• [Written problem]: Gather every line in the records below that contains the word "small", and copy each one in full. Treat uppercase and lowercase letters as different.

• [Data supplied]:
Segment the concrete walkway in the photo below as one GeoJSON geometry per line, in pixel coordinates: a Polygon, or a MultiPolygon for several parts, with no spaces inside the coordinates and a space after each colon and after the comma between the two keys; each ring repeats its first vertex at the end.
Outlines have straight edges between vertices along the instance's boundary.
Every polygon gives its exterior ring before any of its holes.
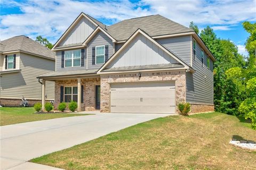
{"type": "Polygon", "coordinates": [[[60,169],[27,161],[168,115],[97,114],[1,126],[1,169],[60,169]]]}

...

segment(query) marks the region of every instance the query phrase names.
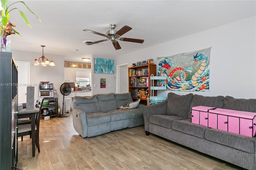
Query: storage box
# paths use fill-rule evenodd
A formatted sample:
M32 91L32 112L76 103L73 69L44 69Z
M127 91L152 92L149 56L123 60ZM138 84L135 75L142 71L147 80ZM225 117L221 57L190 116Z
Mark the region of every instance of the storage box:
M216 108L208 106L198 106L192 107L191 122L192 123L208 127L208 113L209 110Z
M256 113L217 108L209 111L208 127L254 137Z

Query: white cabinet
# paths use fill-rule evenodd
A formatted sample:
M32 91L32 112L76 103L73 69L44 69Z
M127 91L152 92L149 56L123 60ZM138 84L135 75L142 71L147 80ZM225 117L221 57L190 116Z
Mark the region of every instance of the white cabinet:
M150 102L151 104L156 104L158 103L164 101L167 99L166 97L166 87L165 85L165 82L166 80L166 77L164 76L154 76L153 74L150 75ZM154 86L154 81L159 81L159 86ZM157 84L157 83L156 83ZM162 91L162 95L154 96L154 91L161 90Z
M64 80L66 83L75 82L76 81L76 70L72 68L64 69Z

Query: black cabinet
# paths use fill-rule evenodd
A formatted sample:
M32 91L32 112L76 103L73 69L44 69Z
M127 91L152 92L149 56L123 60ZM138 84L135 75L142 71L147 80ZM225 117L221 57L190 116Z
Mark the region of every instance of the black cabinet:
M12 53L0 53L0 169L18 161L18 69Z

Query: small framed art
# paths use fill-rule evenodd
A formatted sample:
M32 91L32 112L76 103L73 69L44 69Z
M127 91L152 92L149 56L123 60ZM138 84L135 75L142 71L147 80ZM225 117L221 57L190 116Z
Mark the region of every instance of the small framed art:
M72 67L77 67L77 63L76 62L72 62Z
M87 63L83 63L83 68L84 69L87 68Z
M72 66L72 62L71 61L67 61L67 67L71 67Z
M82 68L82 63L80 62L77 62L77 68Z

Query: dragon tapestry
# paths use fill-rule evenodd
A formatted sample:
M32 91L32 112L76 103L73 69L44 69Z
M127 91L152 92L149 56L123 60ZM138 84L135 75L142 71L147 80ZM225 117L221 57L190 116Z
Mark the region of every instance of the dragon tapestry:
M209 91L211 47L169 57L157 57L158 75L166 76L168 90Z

• [Result for this exercise]:
Query: small framed art
Mark the region of every instance of the small framed art:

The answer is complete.